_Records supplied_:
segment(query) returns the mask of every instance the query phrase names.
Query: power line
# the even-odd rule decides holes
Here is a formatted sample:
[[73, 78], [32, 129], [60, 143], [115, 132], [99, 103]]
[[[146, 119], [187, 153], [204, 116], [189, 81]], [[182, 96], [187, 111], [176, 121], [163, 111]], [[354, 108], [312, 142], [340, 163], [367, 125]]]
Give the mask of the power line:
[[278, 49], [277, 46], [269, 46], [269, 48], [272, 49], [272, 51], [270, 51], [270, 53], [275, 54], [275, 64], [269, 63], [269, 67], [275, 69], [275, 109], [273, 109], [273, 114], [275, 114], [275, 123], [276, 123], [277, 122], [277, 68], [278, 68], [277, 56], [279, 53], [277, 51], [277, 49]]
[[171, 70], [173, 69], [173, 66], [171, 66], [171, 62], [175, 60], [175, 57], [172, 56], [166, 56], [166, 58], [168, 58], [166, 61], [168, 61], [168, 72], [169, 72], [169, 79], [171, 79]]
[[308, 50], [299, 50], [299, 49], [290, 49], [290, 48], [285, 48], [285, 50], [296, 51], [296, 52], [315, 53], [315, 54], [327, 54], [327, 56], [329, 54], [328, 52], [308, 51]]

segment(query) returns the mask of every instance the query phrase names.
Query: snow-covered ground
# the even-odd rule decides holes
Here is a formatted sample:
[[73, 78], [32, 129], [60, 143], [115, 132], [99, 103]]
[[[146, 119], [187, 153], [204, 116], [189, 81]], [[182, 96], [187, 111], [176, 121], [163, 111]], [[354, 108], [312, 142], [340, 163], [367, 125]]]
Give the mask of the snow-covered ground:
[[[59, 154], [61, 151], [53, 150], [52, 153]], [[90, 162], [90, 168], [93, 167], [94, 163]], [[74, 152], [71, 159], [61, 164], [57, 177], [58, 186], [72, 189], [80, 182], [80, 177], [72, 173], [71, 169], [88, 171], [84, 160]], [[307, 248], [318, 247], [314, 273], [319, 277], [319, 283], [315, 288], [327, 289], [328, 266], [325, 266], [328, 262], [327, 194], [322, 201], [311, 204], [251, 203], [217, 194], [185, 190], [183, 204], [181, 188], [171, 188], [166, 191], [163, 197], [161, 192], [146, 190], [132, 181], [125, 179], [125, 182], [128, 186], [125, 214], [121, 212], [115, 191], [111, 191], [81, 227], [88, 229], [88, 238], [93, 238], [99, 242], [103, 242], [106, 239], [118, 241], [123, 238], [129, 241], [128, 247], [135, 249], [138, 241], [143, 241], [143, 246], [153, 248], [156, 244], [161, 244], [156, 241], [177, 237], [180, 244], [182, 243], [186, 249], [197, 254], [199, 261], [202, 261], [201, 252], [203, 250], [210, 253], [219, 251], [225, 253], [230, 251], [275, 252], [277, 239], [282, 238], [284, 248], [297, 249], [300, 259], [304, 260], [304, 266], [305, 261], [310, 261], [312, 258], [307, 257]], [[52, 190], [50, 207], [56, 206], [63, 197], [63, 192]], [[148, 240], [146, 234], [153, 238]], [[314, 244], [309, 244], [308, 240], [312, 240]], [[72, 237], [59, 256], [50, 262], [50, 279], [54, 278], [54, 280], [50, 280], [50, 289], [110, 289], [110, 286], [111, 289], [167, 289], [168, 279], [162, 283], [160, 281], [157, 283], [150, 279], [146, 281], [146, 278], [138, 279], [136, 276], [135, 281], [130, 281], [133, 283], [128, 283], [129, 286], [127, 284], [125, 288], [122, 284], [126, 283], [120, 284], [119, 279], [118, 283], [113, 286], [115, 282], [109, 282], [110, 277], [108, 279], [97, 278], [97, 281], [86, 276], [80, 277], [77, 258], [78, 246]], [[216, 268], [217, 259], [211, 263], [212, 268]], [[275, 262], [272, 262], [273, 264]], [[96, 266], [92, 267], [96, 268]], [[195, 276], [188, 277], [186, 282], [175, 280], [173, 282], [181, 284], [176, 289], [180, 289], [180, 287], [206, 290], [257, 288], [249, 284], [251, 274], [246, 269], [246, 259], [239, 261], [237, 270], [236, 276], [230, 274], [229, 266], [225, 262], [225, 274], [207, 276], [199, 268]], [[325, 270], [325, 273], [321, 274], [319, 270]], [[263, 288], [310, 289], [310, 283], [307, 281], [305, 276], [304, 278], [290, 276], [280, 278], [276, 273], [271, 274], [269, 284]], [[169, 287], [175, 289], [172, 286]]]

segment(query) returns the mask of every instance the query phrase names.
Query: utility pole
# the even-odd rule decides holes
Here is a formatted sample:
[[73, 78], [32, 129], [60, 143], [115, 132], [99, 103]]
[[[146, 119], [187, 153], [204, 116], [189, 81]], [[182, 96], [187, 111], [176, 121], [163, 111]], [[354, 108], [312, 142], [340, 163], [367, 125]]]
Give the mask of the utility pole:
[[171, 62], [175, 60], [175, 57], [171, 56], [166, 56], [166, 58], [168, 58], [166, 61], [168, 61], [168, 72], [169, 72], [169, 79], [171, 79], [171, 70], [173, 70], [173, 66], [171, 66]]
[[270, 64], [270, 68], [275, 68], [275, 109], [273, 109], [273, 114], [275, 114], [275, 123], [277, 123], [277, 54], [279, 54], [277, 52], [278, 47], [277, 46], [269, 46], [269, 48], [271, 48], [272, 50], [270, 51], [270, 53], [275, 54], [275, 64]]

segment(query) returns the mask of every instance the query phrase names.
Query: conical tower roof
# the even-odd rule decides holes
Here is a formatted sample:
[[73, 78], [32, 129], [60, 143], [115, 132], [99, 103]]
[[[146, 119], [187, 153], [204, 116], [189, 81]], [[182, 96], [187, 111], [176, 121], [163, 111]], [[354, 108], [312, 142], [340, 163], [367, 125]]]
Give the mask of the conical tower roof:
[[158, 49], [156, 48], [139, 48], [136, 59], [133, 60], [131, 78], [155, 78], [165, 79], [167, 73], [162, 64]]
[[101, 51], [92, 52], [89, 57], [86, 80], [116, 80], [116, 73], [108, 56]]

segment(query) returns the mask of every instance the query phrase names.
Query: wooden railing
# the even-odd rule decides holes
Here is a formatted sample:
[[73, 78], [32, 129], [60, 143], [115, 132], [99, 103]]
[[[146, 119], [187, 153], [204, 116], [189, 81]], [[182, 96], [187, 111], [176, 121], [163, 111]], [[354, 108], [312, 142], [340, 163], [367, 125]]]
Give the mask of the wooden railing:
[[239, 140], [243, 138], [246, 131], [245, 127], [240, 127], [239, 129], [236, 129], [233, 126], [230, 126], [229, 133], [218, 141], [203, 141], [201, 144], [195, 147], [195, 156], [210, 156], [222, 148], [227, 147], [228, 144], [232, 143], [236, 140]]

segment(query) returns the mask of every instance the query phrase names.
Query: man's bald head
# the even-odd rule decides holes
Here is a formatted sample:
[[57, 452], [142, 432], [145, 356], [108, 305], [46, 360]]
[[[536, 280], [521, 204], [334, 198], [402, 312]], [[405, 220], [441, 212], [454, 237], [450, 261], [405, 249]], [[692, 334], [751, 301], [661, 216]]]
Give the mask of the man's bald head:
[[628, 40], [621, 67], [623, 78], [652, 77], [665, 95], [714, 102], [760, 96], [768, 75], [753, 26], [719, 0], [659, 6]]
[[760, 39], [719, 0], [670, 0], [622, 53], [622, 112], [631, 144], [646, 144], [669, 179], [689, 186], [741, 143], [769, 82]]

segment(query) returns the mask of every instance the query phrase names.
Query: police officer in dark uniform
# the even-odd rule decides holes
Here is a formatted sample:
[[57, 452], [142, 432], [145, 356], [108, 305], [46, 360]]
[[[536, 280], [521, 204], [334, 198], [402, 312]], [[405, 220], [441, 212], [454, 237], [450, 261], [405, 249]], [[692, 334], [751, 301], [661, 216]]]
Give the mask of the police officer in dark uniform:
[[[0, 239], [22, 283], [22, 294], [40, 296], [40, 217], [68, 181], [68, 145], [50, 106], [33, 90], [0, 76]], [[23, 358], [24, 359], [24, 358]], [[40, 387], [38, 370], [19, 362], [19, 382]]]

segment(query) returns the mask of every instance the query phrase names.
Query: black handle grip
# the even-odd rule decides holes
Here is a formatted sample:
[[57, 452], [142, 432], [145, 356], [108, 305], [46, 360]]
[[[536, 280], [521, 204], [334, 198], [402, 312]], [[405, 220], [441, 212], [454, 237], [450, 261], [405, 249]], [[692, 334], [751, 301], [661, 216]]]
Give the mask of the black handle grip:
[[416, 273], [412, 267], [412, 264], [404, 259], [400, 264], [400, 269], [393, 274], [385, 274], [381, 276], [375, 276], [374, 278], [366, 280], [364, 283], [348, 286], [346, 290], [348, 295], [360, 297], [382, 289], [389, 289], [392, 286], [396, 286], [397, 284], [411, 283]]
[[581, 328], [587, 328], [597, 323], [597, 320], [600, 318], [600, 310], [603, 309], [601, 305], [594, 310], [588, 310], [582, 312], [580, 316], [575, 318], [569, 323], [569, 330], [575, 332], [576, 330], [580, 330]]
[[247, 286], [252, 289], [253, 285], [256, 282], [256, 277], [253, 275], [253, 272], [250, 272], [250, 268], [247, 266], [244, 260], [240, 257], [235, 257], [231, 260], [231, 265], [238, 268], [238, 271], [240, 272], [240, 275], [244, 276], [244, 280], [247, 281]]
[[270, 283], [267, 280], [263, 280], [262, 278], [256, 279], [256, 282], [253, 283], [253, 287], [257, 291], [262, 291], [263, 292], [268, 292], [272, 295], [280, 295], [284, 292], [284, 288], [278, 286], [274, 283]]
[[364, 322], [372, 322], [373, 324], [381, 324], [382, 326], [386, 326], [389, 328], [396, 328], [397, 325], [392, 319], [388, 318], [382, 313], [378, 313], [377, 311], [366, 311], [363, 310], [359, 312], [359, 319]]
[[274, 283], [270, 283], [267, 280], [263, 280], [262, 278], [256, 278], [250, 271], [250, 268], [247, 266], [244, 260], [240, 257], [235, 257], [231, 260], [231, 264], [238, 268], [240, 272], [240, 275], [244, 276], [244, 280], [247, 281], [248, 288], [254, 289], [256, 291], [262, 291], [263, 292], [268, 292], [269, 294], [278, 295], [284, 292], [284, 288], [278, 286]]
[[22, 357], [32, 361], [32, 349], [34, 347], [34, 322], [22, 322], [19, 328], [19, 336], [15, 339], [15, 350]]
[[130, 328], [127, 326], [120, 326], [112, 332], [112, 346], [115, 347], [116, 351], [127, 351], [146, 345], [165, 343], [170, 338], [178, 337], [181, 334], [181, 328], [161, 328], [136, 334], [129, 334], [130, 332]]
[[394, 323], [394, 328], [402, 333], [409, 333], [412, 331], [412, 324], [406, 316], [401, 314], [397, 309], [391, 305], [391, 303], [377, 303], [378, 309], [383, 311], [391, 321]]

_Your instructions_: Repeat the lines from the start through the line containing "79], [171, 79]]", substituting "transmission line" for "power line" and leaving everything else unchanged.

_Answer to this task_:
segment(query) returns the mask of every instance the query phrase names.
Query: transmission line
# the even-odd rule decides holes
Here is a formatted sample:
[[73, 78], [32, 129], [60, 143], [115, 132], [99, 103]]
[[[146, 119], [187, 153], [204, 116], [189, 81]], [[182, 96], [187, 111], [176, 121], [163, 111]], [[354, 108], [312, 142], [340, 163], [367, 125]]]
Give the mask of the transmission line:
[[278, 49], [277, 46], [269, 46], [269, 48], [272, 49], [272, 51], [270, 51], [270, 53], [275, 54], [275, 64], [269, 63], [269, 67], [275, 69], [275, 109], [273, 109], [273, 114], [275, 114], [275, 123], [276, 123], [277, 122], [277, 68], [278, 68], [277, 56], [279, 53], [277, 51], [277, 49]]
[[171, 70], [173, 69], [173, 66], [171, 66], [171, 62], [175, 60], [175, 57], [172, 56], [166, 56], [166, 58], [168, 58], [166, 61], [168, 61], [168, 72], [169, 72], [169, 79], [171, 79]]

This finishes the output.